EN ÉCRIVANT CE LIVRE, mon ambition première était de donner la parole à celui que la médecine doit servir : le patient. Ni traité médical, ni roman d’aventure, ni biographie, cette histoire est celle d’un combat.

Un récit est forcément partial et partiel. J’étais au cœur de l’histoire, mais pas toujours, et je dirais même pas souvent en mesure de la comprendre. Malheureusement, je ne suis pas la seule à ne pas avoir tout compris ! Mais personne ne peut contester mon statut de témoin privilégié de cette question cruciale : la douleur en milieu hospitalier.

Oublier ou témoigner ? Ressasser ou dépasser ? Enfouir ou déballer ? Je me suis régulièrement posé la question. Dans un réflexe de survie, on peut être tenté d’effacer de sa mémoire les moments les plus douloureux, parce qu’ils empêchent de se reconstruire.

Certains, parmi mes proches, n’ont pas caché leur crainte en me voyant obsédée par l’idée de témoigner : « Ne reviens pas sur le passé, tu vas te faire du mal ! Il vaut mieux parler de choses positives… »

Je suis entièrement d’accord : mon discours se doit d’être positif. Il ne s’agit pas d’être dans le ressentiment, le règlement de compte. J’ai décidé très tôt de ne pas engager de procès, de ne pas chercher à établir de responsabilités. De la même façon, je n’ai écrit ni pour accuser ni pour me plaindre, mais pour aider, faire avancer les choses.

Pour que les malades se fassent entendre et que les soignants s’interrogent.

Pour parler au nom de ceux qui, comme je l’étais il n’y a pas si longtemps, ne peuvent ni parler ni même bouger.

Je devais écrire parce qu’une expérience doit servir.

Parce qu’une erreur peut survenir, mais ne doit pas se répéter.

Je supporterai beaucoup mieux les souffrances que j’ai endurées si elles atténuent celles des patients qui me succéderont.

Données enregistrées

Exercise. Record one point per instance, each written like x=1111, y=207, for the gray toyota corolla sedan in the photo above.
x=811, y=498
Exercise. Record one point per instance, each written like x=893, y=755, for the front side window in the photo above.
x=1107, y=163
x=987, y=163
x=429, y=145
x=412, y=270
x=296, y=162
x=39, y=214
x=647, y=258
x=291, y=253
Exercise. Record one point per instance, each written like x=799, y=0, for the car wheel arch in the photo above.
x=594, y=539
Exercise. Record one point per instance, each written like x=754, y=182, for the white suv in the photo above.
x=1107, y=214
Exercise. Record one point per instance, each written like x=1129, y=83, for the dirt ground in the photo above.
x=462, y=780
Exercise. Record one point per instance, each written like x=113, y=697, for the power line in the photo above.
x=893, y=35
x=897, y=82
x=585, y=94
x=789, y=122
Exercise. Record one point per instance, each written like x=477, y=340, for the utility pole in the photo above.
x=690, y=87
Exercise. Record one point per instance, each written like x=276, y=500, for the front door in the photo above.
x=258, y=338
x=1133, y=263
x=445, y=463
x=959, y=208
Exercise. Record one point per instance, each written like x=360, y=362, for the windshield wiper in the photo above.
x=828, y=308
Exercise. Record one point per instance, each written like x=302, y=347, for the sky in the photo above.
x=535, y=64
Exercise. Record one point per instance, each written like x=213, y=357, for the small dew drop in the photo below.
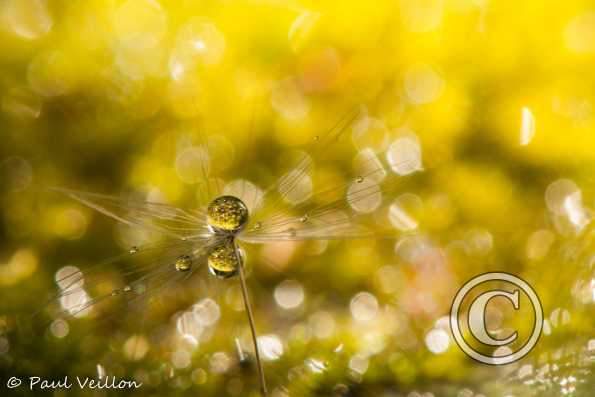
x=291, y=231
x=183, y=263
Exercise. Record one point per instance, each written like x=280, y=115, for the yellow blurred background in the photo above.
x=497, y=96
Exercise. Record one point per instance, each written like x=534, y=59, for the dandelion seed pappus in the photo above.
x=190, y=254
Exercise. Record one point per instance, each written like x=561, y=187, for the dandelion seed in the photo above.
x=209, y=238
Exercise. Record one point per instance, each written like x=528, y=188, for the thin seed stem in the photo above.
x=263, y=386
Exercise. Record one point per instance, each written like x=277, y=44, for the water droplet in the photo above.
x=183, y=263
x=291, y=231
x=227, y=214
x=223, y=261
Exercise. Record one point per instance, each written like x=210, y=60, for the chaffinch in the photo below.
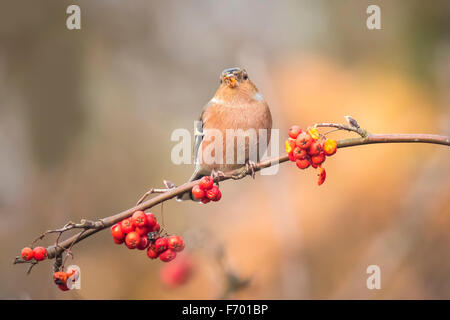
x=237, y=104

*ACTIVITÉ*
Recopiez fidèlement le passage du texte sur la douleur en milieu hospitalier qui s'ouvre sur les mots « Pour parler au » et s'achève sur « expérience doit servir. ».

*RÉPONSE ATTENDUE*
Pour parler au nom de ceux qui, comme je l’étais il n’y a pas si longtemps, ne peuvent ni parler ni même bouger.

Je devais écrire parce qu’une expérience doit servir.